EXTRACTED RECORDS:
● ● ●
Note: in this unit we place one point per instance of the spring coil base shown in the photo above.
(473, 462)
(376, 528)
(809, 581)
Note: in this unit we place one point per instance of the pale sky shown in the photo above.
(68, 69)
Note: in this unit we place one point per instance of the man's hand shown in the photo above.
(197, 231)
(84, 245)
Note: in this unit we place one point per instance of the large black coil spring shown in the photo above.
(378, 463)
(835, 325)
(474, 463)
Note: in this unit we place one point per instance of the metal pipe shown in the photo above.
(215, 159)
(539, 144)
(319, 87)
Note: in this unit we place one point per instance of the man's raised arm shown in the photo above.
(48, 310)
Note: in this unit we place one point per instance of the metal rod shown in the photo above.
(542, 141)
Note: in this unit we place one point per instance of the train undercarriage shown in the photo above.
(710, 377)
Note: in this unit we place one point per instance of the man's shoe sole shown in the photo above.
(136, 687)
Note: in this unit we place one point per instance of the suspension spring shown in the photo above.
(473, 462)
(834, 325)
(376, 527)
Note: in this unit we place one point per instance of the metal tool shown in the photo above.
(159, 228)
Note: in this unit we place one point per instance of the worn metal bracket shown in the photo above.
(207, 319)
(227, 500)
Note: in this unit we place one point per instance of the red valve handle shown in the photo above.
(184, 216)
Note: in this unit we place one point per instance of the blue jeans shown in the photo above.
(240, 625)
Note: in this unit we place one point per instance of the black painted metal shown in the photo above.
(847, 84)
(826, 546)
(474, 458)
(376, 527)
● ● ●
TASK OBJECTIVE: Set down exactly the lines that begin with the one containing "metal shown in the photo above." and end with the last line above, and no others.

SOLUTION TO THE PROBLEM:
Note: in this unit we place one point per instance of the black painted metal shown in the photo above.
(847, 84)
(826, 546)
(474, 458)
(376, 527)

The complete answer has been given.